Andrew Robin Birley (born 28 October 1974) is a British archaeologist and the Director of Excavations on the site of Vindolanda. He is the son of Robin Birley and grandson of Eric Birley, who founded the department of Archaeology at Durham University. He graduated from the University of Leicester in the summer of 1996 and has been working on the site for 18 years, ten of which have been in full-time employment by the Vindolanda Trust.

Birley is responsible for the day-to-day running of the excavations and the welfare of the volunteers while on the site. He began his PhD in 2004 and  completed it in 2010. His doctoral thesis was titled "The nature and significance of extramural settlement at Vindolanda and other selected sites on the Northern Frontier of Roman Britain". Birley has appeared in a number of television programmes about Roman Britain and archaeology for the BBC, the History Channel, National Geographic and the Discovery Channel.

** DATA EXTRACT **
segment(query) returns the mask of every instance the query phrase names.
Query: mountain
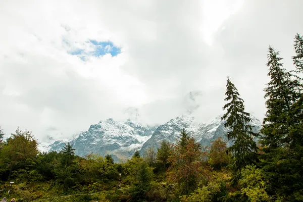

** TASK DETAILS **
Name every broadcaster that the passage on Andrew Birley says he has appeared on in television programs. None of the material is needed here.

** TASK ANSWER **
- the BBC
- the History Channel
- National Geographic
- the Discovery Channel